### Work order:
Render this sentence from the arm-care advice below in Spanish: "This scrubbing is best done in the bath or shower when the skin is damp."
───── Excerpt to read ─────
I have become increasingly concerned about the appearance of my arms so much so that I never reveal them even on hot summer days. The skin appears mottled, marbled even, and I most certainly have ‘bingo wings’. Is there anything that can be done ?

Valerie Gould, Bucks

Answer

Valerie you’re not alone, it happens after the first flush of youth!

Especially if there’s been a dramatic weight loss through dieting. By 35 upper arms are prone to flabbiness, the trick is to fight the flab by toning muscle and skin on the underside. My simple, but effective exercise targets the triceps muscle, at the back of the arm. Make the exercise harder by using hand weights or small plastic drinks bottles filled with water or sand.

Sit or stand, pull in your tummy, maintain a good posture.  Arms bent, make a fist (or the use weights) and hold up against your shoulders. Pull shoulder blades back together, and take your upper arms only back up behind you. Hold this position throughout exercise.  Straighten out lower arms; push them down and behind, turning fists out at the same time.  (Don’t “lock” elbows.)  Keep upper arms in position, bend elbows and bring fists or weights, back up to shoulders. Start with five repetitions; build up to ten or more. Feel back of upper arm working!

To improve mottled, marbled looking skin use an exfoliator on whole of the arm, including backs of hands and don’t forget rough, wrinkly elbows. This scrubbing is best done in the bath or shower when the skin is damp.  Rinse, then moisturise well both morning and night for maximum effect. Blotches caused by bad circulation respond to anti-cellulite creams (as on legs) to help speed up sluggish circulation.

A slight glow on the arms improves the look of the skin. Apply a small amount of subtle fake tan/moisturising cream (Dove) several times a week, to the length of your arm and across shoulder and chest (avoid elbows).  This subtle glow helps disguise sun spots the result of over exposure to the sun.
───── Supplied entries ─────
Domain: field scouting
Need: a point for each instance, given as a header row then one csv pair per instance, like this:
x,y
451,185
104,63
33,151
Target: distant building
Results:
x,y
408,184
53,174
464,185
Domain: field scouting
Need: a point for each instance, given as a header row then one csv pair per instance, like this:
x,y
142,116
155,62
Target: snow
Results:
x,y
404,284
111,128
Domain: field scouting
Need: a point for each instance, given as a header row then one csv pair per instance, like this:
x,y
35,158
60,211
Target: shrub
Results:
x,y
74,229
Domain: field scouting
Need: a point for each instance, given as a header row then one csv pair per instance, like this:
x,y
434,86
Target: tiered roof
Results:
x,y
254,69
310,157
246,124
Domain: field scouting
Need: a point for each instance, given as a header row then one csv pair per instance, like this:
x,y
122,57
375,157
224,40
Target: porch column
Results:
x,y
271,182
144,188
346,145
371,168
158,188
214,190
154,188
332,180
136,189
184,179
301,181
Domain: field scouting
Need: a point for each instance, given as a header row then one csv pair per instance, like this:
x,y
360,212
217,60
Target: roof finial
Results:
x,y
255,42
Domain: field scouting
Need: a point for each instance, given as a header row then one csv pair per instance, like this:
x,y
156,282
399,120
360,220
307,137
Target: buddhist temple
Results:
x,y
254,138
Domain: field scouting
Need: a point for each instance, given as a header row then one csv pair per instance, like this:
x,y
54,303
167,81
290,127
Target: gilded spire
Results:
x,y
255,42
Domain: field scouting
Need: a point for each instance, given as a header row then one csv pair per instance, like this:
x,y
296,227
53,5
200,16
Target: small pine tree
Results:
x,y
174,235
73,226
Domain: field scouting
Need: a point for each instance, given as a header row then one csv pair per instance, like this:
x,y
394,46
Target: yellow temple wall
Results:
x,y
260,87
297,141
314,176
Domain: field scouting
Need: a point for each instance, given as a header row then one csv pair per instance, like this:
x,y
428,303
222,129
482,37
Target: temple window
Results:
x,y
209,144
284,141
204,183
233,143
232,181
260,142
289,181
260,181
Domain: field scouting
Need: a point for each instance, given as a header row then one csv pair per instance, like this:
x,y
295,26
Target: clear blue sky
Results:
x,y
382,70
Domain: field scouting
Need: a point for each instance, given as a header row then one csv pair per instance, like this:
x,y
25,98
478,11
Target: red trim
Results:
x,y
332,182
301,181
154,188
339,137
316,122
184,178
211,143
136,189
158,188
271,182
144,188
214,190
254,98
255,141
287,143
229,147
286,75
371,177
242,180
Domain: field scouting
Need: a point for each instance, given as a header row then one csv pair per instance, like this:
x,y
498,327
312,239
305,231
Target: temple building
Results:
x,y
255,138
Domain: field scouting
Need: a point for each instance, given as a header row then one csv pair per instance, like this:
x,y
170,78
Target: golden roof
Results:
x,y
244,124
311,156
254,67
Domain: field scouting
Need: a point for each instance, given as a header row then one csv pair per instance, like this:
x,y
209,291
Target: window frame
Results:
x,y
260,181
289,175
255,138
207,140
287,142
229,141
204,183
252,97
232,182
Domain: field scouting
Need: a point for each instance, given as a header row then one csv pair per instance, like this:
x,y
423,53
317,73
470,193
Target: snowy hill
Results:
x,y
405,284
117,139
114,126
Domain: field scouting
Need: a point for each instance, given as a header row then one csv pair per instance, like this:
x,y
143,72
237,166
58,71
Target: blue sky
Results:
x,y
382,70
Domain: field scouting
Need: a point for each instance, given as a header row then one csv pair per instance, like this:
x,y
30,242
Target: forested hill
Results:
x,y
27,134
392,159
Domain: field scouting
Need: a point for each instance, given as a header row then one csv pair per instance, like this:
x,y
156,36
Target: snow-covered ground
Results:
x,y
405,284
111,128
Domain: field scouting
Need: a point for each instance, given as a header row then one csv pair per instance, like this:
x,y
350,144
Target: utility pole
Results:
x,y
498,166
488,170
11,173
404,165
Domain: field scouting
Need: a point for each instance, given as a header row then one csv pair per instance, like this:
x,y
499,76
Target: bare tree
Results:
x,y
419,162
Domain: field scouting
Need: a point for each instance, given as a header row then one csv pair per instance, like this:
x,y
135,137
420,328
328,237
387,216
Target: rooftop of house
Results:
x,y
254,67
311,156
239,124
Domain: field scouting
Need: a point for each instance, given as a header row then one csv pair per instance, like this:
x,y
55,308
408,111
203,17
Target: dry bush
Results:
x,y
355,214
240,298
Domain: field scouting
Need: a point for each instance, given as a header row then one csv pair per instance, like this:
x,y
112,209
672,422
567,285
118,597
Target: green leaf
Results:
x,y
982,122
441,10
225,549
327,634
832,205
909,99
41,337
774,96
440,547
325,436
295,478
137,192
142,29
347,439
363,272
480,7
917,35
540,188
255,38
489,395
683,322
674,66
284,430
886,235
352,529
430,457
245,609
─────
### Written solution:
Esta exfoliación se hace mejor en la bañera o en la ducha, cuando la piel está húmeda.